REQUEST :: Which of the lines below contain the word "bird"? Pick out each one and copy it in full.

RECORDS FOR THE EXERCISE ::
— begin —
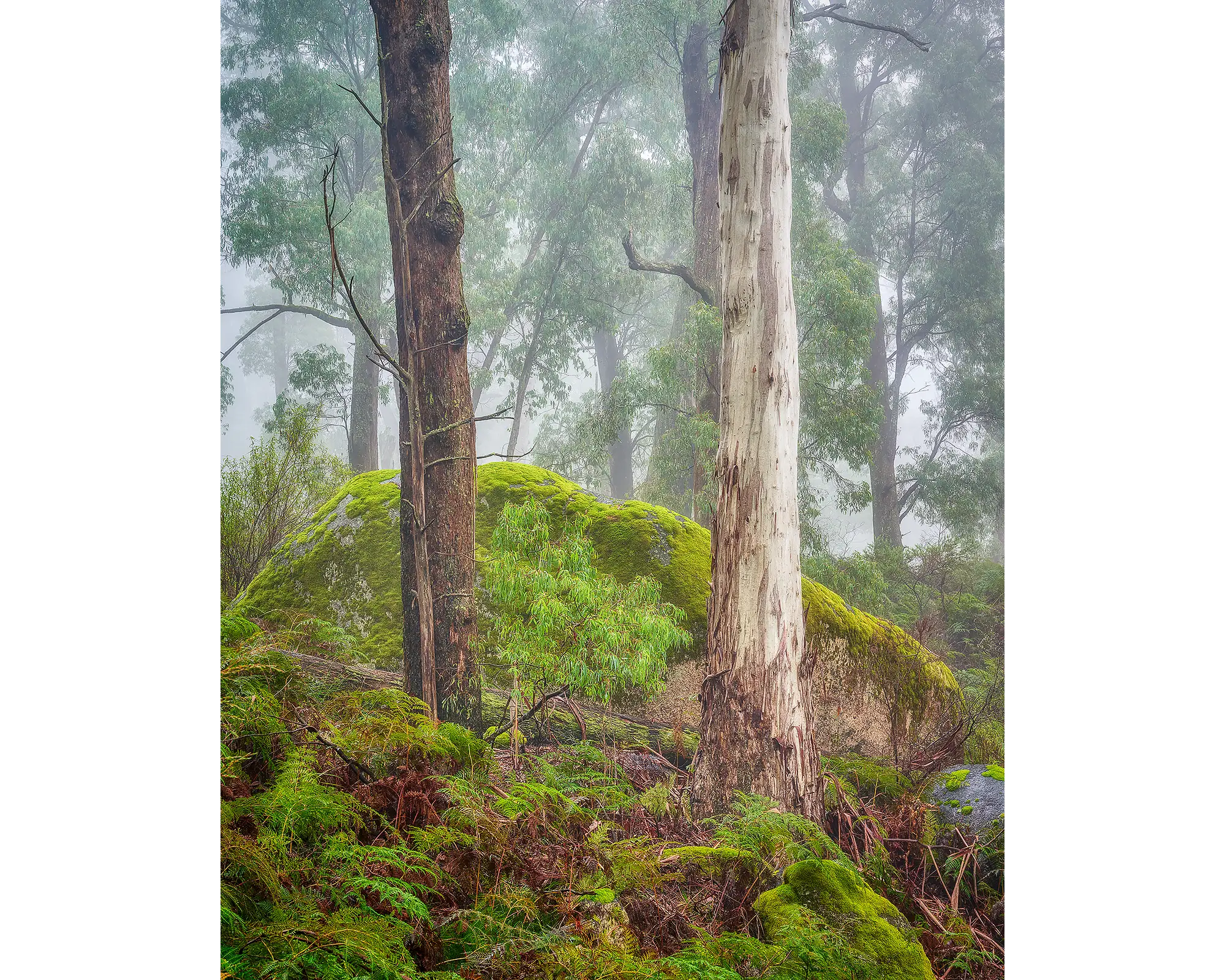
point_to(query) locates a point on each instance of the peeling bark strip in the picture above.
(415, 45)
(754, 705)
— end —
— begin —
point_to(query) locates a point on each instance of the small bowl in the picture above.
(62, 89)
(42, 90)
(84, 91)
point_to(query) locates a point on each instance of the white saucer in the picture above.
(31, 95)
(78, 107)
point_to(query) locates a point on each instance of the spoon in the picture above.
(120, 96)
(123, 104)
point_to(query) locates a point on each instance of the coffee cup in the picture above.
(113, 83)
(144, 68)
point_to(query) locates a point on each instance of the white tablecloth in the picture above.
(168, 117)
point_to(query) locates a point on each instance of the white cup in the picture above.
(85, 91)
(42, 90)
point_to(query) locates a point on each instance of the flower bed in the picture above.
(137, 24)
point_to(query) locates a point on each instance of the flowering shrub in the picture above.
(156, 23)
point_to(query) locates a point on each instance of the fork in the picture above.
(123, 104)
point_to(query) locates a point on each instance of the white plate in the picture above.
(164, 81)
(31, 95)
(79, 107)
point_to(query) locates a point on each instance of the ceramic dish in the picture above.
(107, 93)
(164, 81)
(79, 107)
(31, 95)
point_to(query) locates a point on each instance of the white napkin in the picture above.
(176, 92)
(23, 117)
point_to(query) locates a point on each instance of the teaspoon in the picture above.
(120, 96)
— end —
— begin —
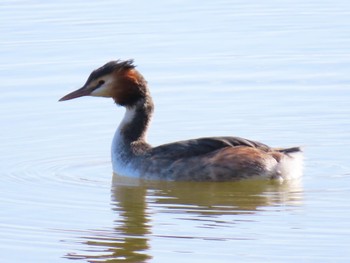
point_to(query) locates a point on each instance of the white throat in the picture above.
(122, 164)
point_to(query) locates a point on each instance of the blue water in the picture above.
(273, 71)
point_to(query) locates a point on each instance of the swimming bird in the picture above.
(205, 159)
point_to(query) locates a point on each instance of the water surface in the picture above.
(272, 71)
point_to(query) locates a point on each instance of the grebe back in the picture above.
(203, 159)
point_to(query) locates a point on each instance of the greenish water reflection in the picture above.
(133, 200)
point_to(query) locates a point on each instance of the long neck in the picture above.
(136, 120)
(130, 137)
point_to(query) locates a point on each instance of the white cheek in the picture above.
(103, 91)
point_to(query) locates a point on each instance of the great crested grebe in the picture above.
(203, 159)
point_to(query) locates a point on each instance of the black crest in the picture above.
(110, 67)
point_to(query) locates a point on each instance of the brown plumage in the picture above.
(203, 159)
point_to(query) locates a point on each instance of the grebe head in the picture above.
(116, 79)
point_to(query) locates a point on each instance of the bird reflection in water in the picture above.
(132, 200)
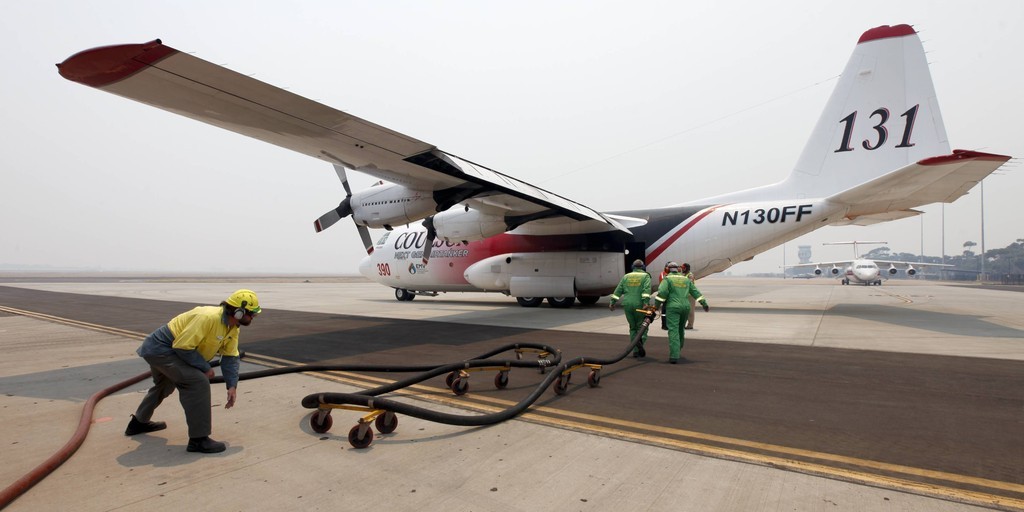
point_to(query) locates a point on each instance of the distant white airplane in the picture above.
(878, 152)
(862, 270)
— end —
FULL RESPONSE ::
point_to(query) locates a point on each instance of the swimming bird in the picture above.
point_to(query) locates a point on each instance of the bird reflection in water in the picture above.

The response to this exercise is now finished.